Texto seleccionado:
###

Relevantes o irrelevantes, nuestra elección
Efesios 4.12 TLA
Las tinieblas no avanzan, la luz es la que retrocede.
Es un hecho que la iglesia cristiana, hoy en día, es más conocida, se hace presente en más lugares, es tomada más en cuenta por gobiernos, empresas y la sociedad, pero, al mismo tiempo, es más y más irrelevante. Lamentablemente, la iglesia, cada vez más, resulta menos importante e influye menos en la realidad social de la que participa.
Ejemplo actual es el silencio que la iglesia cristiana-evangélica ha guardado en la crisis que nuestro país vive en los años recientes, así como el infame silencio ante la destrucción de Gaza, misma que incluye el dolor y la muerte de muchos hermanos en Cristo. Ante el avance de la corrupción, generadora de la violencia; ante la injusticia que se traduce en la muerte de inocentes y el empobrecimiento de muchos, la iglesia ha silenciado, de manera cobarde, su voz profética.
Jesús dijo que sus discípulos somos luz y sal. Es decir, que podemos y debemos ser guía y preservadores de la sociedad en un contexto de desequilibrio y confusión crecientes. Sin embargo, la iglesia en general ha sido permeada por los antivalores que imperan en nuestra sociedad y forma parte del problema antes que de la solución.
Pero, otra vez, me temo, sólo estamos hablando acerca de los vicios ocultos de la iglesia. También debemos ocuparnos del hecho de que al aislarse dentro de las paredes del templo la iglesia se vuelve intrascendente, realidad que, desafortunadamente, es real, pública y conocida por muchos. Se trata del pecado de la intrascendencia, es decir, de la pérdida de la importancia y sentido que el ser, la doctrina y la práctica de la iglesia tiene para sus propios miembros, en especial para sus miembros más jóvenes.

###

Datos proporcionados:
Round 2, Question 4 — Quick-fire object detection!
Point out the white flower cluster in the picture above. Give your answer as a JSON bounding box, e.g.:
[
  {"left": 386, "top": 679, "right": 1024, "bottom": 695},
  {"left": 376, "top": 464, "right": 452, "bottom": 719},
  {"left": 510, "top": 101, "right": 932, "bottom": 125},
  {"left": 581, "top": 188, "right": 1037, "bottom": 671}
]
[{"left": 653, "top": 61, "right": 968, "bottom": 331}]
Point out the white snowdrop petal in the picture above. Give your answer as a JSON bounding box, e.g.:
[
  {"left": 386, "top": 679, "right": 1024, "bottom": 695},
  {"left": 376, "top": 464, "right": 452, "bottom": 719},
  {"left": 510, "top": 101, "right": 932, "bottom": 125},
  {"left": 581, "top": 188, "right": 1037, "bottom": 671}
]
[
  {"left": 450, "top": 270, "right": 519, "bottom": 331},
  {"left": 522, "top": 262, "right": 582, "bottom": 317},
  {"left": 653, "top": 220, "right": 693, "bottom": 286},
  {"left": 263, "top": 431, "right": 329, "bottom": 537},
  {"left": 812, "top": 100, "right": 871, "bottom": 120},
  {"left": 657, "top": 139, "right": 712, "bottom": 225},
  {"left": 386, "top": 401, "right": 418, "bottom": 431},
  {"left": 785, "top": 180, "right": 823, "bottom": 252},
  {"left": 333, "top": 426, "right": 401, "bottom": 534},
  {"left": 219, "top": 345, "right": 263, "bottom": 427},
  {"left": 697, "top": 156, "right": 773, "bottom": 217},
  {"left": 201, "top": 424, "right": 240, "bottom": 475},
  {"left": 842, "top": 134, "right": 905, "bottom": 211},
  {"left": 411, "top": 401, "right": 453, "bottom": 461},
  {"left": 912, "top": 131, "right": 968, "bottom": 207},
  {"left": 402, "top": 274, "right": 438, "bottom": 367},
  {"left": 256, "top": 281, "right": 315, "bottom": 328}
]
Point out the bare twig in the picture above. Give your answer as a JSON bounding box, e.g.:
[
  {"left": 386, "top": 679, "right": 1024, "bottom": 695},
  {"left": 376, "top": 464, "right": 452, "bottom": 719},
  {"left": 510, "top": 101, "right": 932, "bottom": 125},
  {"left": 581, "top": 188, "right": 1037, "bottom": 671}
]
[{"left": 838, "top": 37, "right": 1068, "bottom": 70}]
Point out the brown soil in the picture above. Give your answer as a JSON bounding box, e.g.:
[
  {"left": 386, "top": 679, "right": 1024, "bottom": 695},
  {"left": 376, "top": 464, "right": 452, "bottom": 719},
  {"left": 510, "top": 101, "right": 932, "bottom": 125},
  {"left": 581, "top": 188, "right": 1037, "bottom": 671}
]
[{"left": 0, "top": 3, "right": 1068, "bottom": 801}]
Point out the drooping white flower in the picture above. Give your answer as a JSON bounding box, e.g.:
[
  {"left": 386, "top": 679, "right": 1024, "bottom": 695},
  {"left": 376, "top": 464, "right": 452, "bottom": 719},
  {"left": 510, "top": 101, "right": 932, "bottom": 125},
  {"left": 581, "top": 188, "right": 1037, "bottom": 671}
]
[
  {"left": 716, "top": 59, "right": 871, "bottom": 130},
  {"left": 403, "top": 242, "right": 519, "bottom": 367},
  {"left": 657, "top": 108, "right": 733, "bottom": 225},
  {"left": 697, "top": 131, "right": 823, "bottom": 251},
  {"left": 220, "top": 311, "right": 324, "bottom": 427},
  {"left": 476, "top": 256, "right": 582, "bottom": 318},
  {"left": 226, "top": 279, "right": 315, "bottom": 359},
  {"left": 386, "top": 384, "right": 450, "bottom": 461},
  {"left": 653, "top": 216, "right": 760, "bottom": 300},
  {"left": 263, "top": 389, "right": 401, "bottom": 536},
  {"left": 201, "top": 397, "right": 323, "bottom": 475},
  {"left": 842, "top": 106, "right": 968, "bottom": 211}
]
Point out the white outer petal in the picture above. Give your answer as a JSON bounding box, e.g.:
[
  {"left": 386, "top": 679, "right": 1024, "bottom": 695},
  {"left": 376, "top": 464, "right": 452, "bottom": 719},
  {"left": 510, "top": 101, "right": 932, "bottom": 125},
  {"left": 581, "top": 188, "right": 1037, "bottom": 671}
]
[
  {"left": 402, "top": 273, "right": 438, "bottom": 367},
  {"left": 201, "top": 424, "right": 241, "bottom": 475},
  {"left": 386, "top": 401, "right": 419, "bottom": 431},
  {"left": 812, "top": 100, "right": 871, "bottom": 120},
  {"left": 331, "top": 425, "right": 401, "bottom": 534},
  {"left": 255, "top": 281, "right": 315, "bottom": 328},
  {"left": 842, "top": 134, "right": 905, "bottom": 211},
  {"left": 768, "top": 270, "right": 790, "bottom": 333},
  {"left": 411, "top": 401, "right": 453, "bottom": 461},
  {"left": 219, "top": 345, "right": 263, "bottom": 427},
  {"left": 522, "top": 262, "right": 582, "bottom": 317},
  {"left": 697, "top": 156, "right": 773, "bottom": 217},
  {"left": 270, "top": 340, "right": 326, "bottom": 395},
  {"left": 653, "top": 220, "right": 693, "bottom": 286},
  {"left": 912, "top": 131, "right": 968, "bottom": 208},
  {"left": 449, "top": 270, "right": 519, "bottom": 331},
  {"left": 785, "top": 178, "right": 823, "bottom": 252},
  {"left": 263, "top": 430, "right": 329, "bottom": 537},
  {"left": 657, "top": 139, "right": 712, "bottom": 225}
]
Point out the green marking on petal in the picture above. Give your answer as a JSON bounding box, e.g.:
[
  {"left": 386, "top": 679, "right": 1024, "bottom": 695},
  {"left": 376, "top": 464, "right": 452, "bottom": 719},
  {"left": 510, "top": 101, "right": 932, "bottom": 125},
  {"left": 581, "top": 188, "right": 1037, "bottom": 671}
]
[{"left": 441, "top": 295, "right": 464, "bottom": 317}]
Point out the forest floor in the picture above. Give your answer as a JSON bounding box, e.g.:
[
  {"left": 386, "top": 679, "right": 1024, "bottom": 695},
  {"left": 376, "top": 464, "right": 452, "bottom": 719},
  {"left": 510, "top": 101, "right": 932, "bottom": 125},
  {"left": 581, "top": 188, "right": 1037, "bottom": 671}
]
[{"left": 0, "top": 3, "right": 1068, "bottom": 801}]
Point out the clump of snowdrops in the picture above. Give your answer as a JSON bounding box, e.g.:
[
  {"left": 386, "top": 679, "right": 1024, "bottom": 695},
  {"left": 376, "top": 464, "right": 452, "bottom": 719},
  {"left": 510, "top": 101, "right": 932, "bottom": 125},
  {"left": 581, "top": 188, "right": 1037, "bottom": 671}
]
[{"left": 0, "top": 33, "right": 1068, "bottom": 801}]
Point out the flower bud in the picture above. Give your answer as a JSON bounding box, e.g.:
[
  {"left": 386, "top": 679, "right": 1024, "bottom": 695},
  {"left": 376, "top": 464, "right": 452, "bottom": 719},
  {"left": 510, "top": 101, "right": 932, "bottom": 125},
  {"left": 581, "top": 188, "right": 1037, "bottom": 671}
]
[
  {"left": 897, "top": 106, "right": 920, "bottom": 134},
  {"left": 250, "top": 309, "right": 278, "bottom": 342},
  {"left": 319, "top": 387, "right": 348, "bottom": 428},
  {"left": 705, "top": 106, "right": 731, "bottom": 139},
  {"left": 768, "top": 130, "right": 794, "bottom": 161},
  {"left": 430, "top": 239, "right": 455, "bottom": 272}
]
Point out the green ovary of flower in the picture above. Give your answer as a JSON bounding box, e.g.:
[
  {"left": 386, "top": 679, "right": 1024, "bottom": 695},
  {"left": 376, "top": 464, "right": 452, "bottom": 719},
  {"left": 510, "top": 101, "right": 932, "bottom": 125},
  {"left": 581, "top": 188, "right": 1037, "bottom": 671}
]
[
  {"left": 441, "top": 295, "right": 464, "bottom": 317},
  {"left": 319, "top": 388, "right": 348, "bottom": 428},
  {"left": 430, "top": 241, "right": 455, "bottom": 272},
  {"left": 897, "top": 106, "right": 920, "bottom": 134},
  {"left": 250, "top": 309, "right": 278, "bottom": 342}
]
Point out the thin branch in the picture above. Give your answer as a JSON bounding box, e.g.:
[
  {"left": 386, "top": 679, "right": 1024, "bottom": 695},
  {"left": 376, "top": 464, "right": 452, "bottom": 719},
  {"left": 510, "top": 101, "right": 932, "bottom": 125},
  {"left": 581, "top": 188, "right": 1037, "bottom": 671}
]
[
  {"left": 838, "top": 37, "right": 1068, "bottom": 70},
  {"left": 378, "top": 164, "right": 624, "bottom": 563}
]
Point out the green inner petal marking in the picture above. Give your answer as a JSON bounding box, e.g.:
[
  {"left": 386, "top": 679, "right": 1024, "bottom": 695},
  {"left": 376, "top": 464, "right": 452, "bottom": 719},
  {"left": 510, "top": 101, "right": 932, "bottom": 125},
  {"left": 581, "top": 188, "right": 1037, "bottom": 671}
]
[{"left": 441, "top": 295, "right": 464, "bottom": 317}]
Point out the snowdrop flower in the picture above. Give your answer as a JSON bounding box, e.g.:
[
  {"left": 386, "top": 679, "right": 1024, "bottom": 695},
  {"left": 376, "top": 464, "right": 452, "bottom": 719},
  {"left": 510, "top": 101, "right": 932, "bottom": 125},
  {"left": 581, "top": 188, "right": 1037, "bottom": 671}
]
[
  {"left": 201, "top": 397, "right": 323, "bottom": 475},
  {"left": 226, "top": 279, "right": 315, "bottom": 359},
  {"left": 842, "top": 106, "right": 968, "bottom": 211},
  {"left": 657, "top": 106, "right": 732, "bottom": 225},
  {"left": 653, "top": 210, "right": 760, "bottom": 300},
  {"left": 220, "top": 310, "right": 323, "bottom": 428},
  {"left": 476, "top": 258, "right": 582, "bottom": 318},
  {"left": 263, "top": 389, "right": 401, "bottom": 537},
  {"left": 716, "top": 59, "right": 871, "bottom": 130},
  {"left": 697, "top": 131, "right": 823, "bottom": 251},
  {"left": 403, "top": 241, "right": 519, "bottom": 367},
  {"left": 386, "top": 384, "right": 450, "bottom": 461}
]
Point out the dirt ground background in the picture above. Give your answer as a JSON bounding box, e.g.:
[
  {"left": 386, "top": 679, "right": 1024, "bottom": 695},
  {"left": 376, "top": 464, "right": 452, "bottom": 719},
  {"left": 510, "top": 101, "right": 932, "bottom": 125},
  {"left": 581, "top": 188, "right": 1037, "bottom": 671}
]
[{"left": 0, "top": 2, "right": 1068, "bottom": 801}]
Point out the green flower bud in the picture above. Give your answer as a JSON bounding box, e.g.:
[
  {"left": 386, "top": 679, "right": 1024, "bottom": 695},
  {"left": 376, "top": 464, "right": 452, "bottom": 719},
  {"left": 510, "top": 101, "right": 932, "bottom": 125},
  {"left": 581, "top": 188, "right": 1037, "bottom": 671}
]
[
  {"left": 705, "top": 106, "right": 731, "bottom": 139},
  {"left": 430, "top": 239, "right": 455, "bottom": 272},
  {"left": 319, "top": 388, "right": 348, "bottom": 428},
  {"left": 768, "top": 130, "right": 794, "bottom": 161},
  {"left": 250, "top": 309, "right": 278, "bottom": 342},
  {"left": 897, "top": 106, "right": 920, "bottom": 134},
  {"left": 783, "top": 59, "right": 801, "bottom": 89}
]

###

Actividades propuestas:
**A)** Responda brevemente, a partir del texto sobre la relevancia de la iglesia:
(i) ¿Qué dijo Jesús que son sus discípulos?
(ii) ¿Ante la destrucción de qué lugar menciona el texto el silencio de la iglesia?
(iii) ¿Para qué miembros de la iglesia, en especial, se pierde la importancia de su ser, su doctrina y su práctica?
**B)** Transcriba literalmente el fragmento del texto sobre la relevancia de la iglesia comprendido entre "Ejemplo actual es" y "de la solución.", ambos inclusive.

Soluciones:
**A)**
(i) Luz y sal.
(ii) Gaza.
(iii) Para sus miembros más jóvenes.

**B)**
Ejemplo actual es el silencio que la iglesia cristiana-evangélica ha guardado en la crisis que nuestro país vive en los años recientes, así como el infame silencio ante la destrucción de Gaza, misma que incluye el dolor y la muerte de muchos hermanos en Cristo. Ante el avance de la corrupción, generadora de la violencia; ante la injusticia que se traduce en la muerte de inocentes y el empobrecimiento de muchos, la iglesia ha silenciado, de manera cobarde, su voz profética.
Jesús dijo que sus discípulos somos luz y sal. Es decir, que podemos y debemos ser guía y preservadores de la sociedad en un contexto de desequilibrio y confusión crecientes. Sin embargo, la iglesia en general ha sido permeada por los antivalores que imperan en nuestra sociedad y forma parte del problema antes que de la solución.